▼
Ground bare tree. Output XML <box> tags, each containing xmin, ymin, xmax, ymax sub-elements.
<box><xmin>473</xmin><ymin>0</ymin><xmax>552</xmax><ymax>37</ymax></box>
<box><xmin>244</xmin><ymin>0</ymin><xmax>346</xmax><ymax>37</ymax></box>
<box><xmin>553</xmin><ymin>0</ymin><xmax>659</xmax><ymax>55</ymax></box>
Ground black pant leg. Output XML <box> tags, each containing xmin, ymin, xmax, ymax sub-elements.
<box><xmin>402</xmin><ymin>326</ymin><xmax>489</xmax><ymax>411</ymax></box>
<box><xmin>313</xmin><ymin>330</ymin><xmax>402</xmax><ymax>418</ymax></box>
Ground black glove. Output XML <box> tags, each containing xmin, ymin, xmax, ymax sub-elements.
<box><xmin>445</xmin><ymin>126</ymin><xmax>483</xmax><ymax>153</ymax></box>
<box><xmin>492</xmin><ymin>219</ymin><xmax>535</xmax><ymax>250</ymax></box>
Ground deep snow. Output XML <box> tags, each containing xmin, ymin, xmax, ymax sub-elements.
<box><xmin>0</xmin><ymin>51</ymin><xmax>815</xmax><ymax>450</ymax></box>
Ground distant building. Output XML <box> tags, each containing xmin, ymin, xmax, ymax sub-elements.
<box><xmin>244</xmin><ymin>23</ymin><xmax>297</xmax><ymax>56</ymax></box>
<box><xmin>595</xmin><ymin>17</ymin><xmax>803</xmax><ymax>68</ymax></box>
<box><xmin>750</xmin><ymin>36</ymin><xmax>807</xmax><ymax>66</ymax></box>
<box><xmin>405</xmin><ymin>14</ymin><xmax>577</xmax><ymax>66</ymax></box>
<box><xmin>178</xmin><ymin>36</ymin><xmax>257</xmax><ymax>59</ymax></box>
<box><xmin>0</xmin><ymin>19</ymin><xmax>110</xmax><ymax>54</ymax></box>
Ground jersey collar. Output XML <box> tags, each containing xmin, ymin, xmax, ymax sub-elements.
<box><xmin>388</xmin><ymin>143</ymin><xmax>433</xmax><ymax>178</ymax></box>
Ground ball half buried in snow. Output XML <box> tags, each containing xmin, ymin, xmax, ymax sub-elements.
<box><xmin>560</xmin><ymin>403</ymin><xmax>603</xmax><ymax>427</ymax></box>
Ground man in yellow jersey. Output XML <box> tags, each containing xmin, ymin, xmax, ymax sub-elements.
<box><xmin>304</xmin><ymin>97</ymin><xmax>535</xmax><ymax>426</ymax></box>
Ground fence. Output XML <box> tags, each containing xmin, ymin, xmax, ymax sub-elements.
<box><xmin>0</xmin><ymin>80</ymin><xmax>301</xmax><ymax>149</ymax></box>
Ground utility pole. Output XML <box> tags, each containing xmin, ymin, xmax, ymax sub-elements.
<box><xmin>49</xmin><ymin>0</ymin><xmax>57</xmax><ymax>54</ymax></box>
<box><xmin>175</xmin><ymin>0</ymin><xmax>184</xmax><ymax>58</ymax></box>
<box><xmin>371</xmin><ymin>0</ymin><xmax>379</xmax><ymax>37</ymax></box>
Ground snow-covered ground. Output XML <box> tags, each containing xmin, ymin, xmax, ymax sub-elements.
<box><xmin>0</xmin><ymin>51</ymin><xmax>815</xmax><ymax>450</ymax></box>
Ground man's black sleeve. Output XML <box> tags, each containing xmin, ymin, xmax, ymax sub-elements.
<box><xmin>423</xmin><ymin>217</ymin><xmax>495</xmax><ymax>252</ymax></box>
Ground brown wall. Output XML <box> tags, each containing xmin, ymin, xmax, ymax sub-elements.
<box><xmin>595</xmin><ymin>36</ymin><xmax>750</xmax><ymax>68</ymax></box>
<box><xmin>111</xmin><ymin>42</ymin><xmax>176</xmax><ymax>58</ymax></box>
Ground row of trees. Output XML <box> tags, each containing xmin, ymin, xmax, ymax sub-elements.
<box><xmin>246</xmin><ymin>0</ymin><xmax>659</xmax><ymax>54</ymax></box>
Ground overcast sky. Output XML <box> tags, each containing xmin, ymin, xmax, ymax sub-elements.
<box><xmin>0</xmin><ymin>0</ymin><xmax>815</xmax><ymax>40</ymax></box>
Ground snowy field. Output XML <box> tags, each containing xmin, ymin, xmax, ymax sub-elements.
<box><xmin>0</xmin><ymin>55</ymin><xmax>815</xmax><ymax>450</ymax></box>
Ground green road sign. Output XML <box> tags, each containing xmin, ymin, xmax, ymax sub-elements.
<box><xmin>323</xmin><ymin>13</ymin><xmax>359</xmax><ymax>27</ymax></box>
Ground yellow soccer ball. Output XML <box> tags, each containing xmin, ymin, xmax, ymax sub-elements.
▲
** DO THIS **
Reproduce all of the records above, replacing every "sub-elements" with "child elements" and leaving everything else unchanged.

** WRITTEN RESPONSE **
Ground bare tree. Output XML <box> tags, each containing xmin, ymin, xmax, ymax child elements.
<box><xmin>473</xmin><ymin>0</ymin><xmax>552</xmax><ymax>37</ymax></box>
<box><xmin>244</xmin><ymin>0</ymin><xmax>346</xmax><ymax>37</ymax></box>
<box><xmin>553</xmin><ymin>0</ymin><xmax>659</xmax><ymax>55</ymax></box>
Ground black pant leg. Output XML <box> tags, each containing xmin, ymin, xmax, ymax child elements.
<box><xmin>402</xmin><ymin>326</ymin><xmax>489</xmax><ymax>411</ymax></box>
<box><xmin>313</xmin><ymin>330</ymin><xmax>402</xmax><ymax>418</ymax></box>
Ground black glove. Output XML <box> tags, each containing xmin, ymin, xmax, ymax child elements.
<box><xmin>445</xmin><ymin>126</ymin><xmax>483</xmax><ymax>153</ymax></box>
<box><xmin>492</xmin><ymin>219</ymin><xmax>535</xmax><ymax>250</ymax></box>
Ground deep snow. Output XML <box> tags, each containing xmin, ymin, xmax, ymax child elements.
<box><xmin>0</xmin><ymin>51</ymin><xmax>815</xmax><ymax>450</ymax></box>
Ground distant building. Output XML <box> tags, each containing xmin, ymin, xmax, ymax child elements.
<box><xmin>244</xmin><ymin>23</ymin><xmax>297</xmax><ymax>56</ymax></box>
<box><xmin>595</xmin><ymin>17</ymin><xmax>803</xmax><ymax>68</ymax></box>
<box><xmin>750</xmin><ymin>36</ymin><xmax>807</xmax><ymax>66</ymax></box>
<box><xmin>405</xmin><ymin>14</ymin><xmax>577</xmax><ymax>66</ymax></box>
<box><xmin>178</xmin><ymin>36</ymin><xmax>257</xmax><ymax>59</ymax></box>
<box><xmin>0</xmin><ymin>19</ymin><xmax>110</xmax><ymax>54</ymax></box>
Ground jersey collar. Output XML <box> tags, each containing xmin, ymin, xmax, ymax child elements.
<box><xmin>388</xmin><ymin>143</ymin><xmax>433</xmax><ymax>178</ymax></box>
Ground ball half buried in snow. Output XML <box> tags, each containing xmin, ymin, xmax, ymax child elements.
<box><xmin>560</xmin><ymin>403</ymin><xmax>603</xmax><ymax>427</ymax></box>
Ground man in yellow jersey. Output XML <box> tags, each containing xmin, ymin, xmax, ymax child elements.
<box><xmin>304</xmin><ymin>97</ymin><xmax>535</xmax><ymax>426</ymax></box>
Ground fence. Output XML <box> tags, each containing xmin, ymin, xmax, ymax child elements.
<box><xmin>0</xmin><ymin>80</ymin><xmax>301</xmax><ymax>149</ymax></box>
Ground utility pole. Output XML <box> tags, each containing xmin, ymin, xmax, ymax child elements.
<box><xmin>49</xmin><ymin>0</ymin><xmax>57</xmax><ymax>54</ymax></box>
<box><xmin>175</xmin><ymin>0</ymin><xmax>184</xmax><ymax>58</ymax></box>
<box><xmin>371</xmin><ymin>0</ymin><xmax>379</xmax><ymax>37</ymax></box>
Ground snow-covered ground. Output XML <box> tags, each containing xmin, ymin, xmax, ymax child elements.
<box><xmin>0</xmin><ymin>51</ymin><xmax>815</xmax><ymax>450</ymax></box>
Ground man's black sleeve. Output XML <box> tags, each containing xmin, ymin, xmax, ymax child elements.
<box><xmin>423</xmin><ymin>217</ymin><xmax>495</xmax><ymax>252</ymax></box>
Ground brown wall. Output XML <box> tags, each containing xmin, ymin, xmax, ymax child elements.
<box><xmin>595</xmin><ymin>36</ymin><xmax>750</xmax><ymax>68</ymax></box>
<box><xmin>111</xmin><ymin>42</ymin><xmax>176</xmax><ymax>58</ymax></box>
Ground row of trees. Output XML <box> tags, each containing xmin, ymin, xmax, ymax child elements.
<box><xmin>246</xmin><ymin>0</ymin><xmax>659</xmax><ymax>54</ymax></box>
Ground overcast sky. Output XML <box> tags, each containing xmin, ymin, xmax, ymax child elements.
<box><xmin>0</xmin><ymin>0</ymin><xmax>815</xmax><ymax>40</ymax></box>
Ground snowy field. Output XML <box> tags, each containing xmin, ymin, xmax, ymax child elements.
<box><xmin>0</xmin><ymin>55</ymin><xmax>815</xmax><ymax>450</ymax></box>
Ground green road sign. Output XML <box> tags, each containing xmin, ymin, xmax, ymax child elements.
<box><xmin>323</xmin><ymin>13</ymin><xmax>359</xmax><ymax>27</ymax></box>
Ground yellow soccer ball. Output XML <box> tags, each containing xmin, ymin, xmax, ymax child elements.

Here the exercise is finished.